ENUNCIADO: No texto sobre a HQ Pílulas Azuis, qual é a nacionalidade de Frederik Peeters?

TEXTO DE LEITURA:
Pílulas Azuis AKA Pilules Bleues, 2001.

Não sei bem como essa HQ veio parar na minha coleção, tampouco sei dizer porque comecei a lê-la; o nome do autor não me desperta nada e se alguém me perguntasse sobre o que era, meu melhor palpite seria algo com “talvez seja sobre viagra ou prozac?”. O bom de ser ignorante é que entrei nessa leitura apenas querendo ver qual é, mas o estilo de traços grossos e expressivos do suiço Frederik Peeters prendeu a minha atenção (aqueles olhos imenso de Cati, que inicialmente parecem querer assustar) e a história de desenrolou sem cerimônias, sobre um casal que se apaixona mas ela tem HIV. A HQ possui um típico senso de humor europeu da virada do século, autoconsciente, singelo mas pedante ao mesmo tempo e autobiográfico sem querer ser (mas tornando a autobiografia um dos temas da obra mesmo assim). De vez em quando é bom remexer a própria coleção de mídia e descobrir coisas como essa.

All-Rounder Meguru.

Registros armazenados:
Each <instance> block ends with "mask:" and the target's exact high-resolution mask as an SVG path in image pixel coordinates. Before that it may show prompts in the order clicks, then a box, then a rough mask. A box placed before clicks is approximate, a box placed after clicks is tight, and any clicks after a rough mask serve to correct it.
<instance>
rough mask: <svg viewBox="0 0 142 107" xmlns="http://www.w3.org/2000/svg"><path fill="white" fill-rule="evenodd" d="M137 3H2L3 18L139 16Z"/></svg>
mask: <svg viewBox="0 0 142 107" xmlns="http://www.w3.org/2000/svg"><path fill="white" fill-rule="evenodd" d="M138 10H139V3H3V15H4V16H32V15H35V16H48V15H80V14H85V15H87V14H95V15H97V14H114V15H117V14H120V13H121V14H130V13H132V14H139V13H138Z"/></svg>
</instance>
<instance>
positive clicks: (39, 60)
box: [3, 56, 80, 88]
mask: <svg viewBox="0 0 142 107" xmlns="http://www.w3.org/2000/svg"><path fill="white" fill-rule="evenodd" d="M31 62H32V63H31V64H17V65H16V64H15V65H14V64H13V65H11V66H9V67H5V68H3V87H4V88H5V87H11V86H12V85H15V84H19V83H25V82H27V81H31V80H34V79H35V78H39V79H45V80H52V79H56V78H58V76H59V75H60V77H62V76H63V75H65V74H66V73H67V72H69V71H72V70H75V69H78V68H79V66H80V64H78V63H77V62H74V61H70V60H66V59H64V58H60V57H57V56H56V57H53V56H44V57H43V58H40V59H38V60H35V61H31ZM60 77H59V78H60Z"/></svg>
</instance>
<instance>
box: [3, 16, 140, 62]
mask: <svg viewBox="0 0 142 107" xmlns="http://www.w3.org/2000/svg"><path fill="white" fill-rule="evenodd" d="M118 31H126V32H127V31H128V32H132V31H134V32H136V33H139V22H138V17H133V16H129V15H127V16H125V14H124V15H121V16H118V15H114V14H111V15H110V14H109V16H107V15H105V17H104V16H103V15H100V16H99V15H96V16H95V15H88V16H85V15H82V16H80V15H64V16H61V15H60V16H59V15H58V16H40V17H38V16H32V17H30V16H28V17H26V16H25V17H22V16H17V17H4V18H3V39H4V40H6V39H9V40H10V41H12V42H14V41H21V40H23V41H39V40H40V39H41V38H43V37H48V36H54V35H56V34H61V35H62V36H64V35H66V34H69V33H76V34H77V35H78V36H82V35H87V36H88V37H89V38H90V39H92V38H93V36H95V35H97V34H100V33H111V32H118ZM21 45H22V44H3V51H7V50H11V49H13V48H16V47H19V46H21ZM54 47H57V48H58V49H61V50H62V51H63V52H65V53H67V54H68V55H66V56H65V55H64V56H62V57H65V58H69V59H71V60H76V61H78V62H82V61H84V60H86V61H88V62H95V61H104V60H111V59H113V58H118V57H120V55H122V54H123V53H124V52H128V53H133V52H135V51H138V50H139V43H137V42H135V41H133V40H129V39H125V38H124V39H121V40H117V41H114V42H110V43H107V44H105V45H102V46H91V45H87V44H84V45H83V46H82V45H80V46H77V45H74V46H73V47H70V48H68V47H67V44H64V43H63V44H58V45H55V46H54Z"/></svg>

RESPOSTA: Ele é suíço.